[START OF Data rows]
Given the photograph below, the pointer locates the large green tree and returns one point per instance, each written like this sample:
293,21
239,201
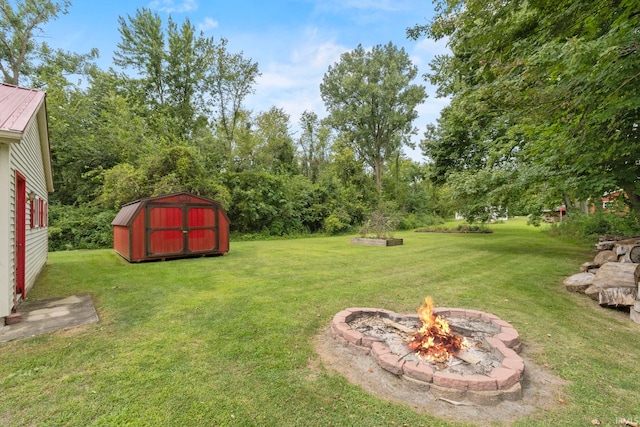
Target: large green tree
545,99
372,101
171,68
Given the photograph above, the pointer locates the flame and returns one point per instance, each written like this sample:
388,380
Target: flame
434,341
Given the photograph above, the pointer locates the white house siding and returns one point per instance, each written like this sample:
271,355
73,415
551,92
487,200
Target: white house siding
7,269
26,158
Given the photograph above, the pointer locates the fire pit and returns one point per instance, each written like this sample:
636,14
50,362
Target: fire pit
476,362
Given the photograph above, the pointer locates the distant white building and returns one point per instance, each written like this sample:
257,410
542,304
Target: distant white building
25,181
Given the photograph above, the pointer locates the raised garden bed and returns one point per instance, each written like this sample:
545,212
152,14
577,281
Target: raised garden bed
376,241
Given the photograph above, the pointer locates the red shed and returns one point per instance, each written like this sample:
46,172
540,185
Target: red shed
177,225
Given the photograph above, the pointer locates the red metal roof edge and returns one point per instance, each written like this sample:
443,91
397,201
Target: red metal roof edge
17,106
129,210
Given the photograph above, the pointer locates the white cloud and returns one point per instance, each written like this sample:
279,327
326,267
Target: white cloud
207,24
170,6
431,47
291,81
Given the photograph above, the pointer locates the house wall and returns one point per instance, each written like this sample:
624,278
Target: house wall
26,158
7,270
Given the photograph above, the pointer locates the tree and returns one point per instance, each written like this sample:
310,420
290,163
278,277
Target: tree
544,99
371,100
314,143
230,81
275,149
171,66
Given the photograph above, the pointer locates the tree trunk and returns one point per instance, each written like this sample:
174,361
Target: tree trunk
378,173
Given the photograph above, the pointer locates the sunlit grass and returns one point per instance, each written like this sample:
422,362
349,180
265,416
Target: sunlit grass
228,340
[END OF Data rows]
[START OF Data rows]
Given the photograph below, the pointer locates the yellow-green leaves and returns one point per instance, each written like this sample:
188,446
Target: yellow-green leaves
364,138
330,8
[END OF Data rows]
◆ **Objective**: Locate every line in the material above that contains the word "wall" and copy each one. Letter case matters.

◆ **Task solution**:
Given the photograph above, the pointer locates the house wall and returns one point per instance, each written like this sample:
Target: house wall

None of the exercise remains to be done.